There’s a bunch of surface changes – our edge function values are now Vec4is instead of ints, and we now process multiple pixels at a time – but the only thing that really changes in any way that matters is the switch from renderPixel to renderPixels: we now process multiple pixels at a time, and some of them could be in while others are out, so we can’t do a single if anymore. Instead, we pass our mask to renderPixels – which can then use the corresponding sign bit for each pixel to decide whether to update the frame buffer for that pixel. We only early-out if all of the pixels are outside the triangle.

But really, the most important thing to note is that this wasn’t hard at all! (At least I hope it wasn’t. Apologies if I’m going too fast.)

Next steps and a bit of perspective

At this point, I could spend an arbitrary amount of time tweaking our toy rasterizer, adding features, optimizing it and so forth, but I’ll leave it be; it’s served its purpose, which was to illustrate the underlying algorithm. We’re gonna switch back to the actual rasterizer from Intel’s Software Occlusion Culling demo next. But before we go there, I want to give you some more context about this kind of algorithm, where it’s coming from, and how you would modify it for practical applications.

First, as I mentioned before, the nice thing about this type of rasterizer is that it’s easy to incorporate external constraints. For example, try modifying the above code so it always does “aligned” accesses, i.e. the x-coordinate passed to renderPixels is always a multiple of 4. This enables the use of aligned loads and stores, which are faster. Similarly, try modifying the rasterizer to traverse groups of 2×2 pixels instead of 4×1 pixels; the code is set up in a way that should make this an easy change. Then combine the two things – traverse groups of aligned quads, i.e. x and y coordinates passed to renderPixels are always even. The point is that all these changes are actually easy to make, whereas they would be relatively hard to incorporate in a scanline rasterizer. It’s also easy to make use of wider instruction sets: you could do groups of 4×2 pixels, or 2×4, or even 4×4 and more if you wanted.

That said, the current outer loop we use – always checking the whole bounding box of the triangle – is hardly optimal. In fact, for any triangle that’s not so large it gets clipped to the screen edges, at least half of the bounding box is going to be empty. There are much better ways to do this traversal, but we’re not going to use any of the fancier strategies in this series (at least, I don’t plan to at this moment) since the majority of triangles we’re going to encounter in the demo are actually quite small. The better strategies are much more efficient at rasterizing large triangles, but if a triangle touches less than 10 pixels to begin with, it’s just not worth the effort to spend extra time on trying to only cover the areas of the triangle that matter. So there’s a fairly delicate balancing act involved. The code on Github does contain a branch that implements a hierarchical rasterizer, and while as of this writing it is somewhat faster, it’s not really enough of a win to justify the effort that went into it. But it might still be interesting if you want to see how a (quickly hacked!) version of that approach looks.

Pointing material:
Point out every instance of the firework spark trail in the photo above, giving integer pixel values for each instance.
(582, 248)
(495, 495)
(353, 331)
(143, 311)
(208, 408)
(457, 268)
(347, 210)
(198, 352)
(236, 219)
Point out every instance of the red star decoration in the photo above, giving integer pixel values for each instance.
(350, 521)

**What you have to do**
Pick up the text on triangle rasterization after its final sentence and carry it forward in the same voice.

**Output**
Which brings me to the history section: As I mentioned in the introduction, this approach is anything but new. The first full description of it in the literature that I’m aware of is Pineda’s “A Parallel Algorithm for Polygon Rasterization”. It was presented at Siggraph 1988 and already describes most of the ideas: It uses integer edge functions, has the incremental evaluation, sub-pixel precision (but no proper fill rule), and it produces blocks of 4×4 pixels at a time. It also shows several smarter traversal algorithms than the basic bounding box strategy we’re using. McCormack and McNamara describe more efficient traversal schemes based on tiles, Greene’s “Hierarchical Polygon Tiling with Coverage Masks” describes a hierarchical approach, Michael Abrash’s “Rasterization on Larrabee” describes the same approach as independently discovered while working on Larrabee (I later joined that team, which is a good part of the reason for me being able to quote this list of references by heart), and McCool et al. describe a combination of hierarchical rasterization and Hilbert curve scan order that should be sufficient to nerd snipe you for at least half an hour if you’re still clicking on those links. Olano and Greer even describe an algorithm that rasterizes straight from homogeneous coordinates without dividing the vertex coordinates through by w first that everyone interested either in rasterization or projective geometry should check out.

Did I mention that this approach isn’t exactly new? Anyway, this tangent has gone on for long enough; let’s go back to the Software Occlusion Culling demo.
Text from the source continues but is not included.